▶ _Stated goal_
State how many lines of the data contain the string "floor". Give only the number.

Labeled shape records:
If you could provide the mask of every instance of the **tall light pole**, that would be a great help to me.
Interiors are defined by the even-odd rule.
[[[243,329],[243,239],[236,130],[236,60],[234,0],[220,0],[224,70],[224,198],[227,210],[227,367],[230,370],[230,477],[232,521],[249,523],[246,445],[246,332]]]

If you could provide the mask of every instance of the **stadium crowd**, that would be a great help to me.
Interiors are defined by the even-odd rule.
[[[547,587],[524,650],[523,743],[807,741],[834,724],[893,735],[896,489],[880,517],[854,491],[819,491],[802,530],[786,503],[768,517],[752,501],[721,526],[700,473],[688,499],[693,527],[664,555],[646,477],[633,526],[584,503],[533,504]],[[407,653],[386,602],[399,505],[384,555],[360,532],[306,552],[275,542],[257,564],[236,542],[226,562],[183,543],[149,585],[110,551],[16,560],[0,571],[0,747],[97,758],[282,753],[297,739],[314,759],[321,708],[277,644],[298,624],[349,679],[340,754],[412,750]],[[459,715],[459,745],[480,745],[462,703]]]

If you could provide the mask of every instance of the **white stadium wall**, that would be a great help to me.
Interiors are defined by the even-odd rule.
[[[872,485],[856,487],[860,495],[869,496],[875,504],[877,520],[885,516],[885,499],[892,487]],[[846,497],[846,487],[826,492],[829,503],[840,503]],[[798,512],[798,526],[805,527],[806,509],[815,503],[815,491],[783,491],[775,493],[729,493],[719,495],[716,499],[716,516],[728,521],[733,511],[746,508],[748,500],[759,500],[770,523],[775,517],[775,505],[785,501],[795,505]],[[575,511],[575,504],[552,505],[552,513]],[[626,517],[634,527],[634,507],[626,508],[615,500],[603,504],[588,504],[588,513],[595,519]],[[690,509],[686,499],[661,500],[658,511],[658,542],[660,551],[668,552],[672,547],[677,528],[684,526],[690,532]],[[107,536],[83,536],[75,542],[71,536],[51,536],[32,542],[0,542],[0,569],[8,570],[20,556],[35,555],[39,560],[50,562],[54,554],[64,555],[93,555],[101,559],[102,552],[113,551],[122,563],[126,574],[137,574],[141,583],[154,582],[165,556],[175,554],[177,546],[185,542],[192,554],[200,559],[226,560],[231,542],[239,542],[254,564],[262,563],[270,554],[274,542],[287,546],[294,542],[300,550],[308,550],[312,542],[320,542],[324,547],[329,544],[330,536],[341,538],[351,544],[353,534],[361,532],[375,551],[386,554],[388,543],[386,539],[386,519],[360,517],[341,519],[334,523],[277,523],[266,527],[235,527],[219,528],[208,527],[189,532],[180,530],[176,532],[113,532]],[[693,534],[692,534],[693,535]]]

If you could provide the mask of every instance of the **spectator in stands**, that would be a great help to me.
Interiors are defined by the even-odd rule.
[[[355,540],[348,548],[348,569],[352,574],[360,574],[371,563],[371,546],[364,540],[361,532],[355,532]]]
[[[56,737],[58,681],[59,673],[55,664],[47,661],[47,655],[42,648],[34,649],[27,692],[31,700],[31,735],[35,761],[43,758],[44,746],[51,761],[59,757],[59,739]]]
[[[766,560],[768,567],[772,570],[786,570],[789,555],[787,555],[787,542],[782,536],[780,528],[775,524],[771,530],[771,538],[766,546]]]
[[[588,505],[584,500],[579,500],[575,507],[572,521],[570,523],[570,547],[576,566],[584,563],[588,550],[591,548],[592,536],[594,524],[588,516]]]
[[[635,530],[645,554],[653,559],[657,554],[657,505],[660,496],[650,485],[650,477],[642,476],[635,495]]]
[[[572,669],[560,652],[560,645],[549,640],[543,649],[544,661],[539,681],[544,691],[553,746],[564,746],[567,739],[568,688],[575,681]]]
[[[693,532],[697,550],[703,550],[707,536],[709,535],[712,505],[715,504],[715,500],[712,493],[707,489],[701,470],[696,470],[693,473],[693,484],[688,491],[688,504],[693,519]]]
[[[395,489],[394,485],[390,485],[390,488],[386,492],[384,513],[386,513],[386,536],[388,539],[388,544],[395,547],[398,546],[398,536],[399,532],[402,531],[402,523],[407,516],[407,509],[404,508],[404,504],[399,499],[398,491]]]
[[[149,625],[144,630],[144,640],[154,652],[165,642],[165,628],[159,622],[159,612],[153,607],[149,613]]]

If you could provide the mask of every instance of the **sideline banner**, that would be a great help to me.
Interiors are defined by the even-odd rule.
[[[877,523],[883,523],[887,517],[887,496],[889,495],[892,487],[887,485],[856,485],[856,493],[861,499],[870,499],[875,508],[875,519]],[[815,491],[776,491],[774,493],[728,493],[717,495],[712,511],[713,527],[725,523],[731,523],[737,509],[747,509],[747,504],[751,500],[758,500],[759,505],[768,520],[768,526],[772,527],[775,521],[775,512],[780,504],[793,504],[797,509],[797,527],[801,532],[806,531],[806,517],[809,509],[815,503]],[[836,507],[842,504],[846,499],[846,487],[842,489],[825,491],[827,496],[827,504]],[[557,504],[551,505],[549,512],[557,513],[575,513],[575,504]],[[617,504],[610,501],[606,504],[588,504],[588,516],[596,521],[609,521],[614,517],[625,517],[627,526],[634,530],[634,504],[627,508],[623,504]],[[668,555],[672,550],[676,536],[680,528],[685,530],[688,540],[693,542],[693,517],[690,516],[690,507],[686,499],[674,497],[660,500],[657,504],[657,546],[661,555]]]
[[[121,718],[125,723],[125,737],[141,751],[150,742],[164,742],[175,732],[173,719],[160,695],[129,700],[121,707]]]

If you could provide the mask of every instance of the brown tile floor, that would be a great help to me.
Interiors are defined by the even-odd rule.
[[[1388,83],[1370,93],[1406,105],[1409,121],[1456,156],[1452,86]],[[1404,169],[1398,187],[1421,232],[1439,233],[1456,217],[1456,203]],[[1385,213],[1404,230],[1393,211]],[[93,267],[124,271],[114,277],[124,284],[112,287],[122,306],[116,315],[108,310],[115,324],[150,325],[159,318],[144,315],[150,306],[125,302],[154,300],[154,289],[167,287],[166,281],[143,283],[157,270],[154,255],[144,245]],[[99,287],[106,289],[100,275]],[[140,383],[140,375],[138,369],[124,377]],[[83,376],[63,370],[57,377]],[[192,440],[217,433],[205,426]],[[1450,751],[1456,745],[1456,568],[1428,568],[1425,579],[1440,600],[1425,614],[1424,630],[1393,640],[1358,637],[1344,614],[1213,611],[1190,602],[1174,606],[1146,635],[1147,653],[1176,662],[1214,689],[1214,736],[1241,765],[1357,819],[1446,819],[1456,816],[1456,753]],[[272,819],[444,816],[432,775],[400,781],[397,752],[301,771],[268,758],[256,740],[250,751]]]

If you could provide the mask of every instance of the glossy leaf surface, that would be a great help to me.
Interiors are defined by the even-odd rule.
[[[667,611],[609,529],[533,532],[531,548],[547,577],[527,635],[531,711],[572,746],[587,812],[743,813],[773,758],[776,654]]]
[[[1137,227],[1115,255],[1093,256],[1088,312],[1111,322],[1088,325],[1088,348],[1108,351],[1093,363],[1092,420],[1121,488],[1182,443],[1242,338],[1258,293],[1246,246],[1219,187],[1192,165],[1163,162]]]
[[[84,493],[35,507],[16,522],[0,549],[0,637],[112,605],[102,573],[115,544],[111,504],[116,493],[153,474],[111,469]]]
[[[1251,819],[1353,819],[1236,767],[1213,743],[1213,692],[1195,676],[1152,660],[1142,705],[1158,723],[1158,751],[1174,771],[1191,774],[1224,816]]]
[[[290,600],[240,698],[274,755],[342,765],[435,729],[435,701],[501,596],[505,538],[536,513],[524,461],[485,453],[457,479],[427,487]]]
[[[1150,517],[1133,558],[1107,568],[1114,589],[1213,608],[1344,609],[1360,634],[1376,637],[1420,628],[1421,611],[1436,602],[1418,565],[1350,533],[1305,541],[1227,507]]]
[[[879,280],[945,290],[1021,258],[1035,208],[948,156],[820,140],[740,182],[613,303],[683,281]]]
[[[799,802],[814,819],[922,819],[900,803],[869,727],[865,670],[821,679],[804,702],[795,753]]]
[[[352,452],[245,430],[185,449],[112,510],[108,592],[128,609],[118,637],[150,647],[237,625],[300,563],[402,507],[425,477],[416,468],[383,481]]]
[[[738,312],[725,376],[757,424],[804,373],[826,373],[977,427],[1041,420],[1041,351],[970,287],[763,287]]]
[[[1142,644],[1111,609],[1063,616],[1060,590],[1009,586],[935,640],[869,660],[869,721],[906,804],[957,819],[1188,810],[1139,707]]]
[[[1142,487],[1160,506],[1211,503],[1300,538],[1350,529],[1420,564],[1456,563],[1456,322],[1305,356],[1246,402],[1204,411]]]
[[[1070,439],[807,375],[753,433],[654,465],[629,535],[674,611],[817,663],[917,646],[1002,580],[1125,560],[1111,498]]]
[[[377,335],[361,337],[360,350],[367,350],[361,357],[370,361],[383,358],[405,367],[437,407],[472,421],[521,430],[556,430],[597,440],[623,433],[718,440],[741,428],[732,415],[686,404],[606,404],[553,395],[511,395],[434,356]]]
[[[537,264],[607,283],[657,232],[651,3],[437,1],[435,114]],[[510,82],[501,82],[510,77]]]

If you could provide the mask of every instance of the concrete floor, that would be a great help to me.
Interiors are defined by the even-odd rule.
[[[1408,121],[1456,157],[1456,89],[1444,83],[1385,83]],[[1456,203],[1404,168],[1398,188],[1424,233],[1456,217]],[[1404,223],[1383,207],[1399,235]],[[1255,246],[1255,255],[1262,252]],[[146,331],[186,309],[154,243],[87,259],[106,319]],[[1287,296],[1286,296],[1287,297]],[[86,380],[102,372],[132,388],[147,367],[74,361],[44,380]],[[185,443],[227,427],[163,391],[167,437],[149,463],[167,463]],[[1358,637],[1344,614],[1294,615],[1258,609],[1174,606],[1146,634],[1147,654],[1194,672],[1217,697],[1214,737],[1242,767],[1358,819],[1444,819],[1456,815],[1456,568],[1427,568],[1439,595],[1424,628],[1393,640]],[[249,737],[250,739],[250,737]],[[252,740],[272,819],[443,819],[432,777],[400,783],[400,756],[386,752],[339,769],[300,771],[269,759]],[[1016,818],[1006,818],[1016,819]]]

▶ _Answer below_
2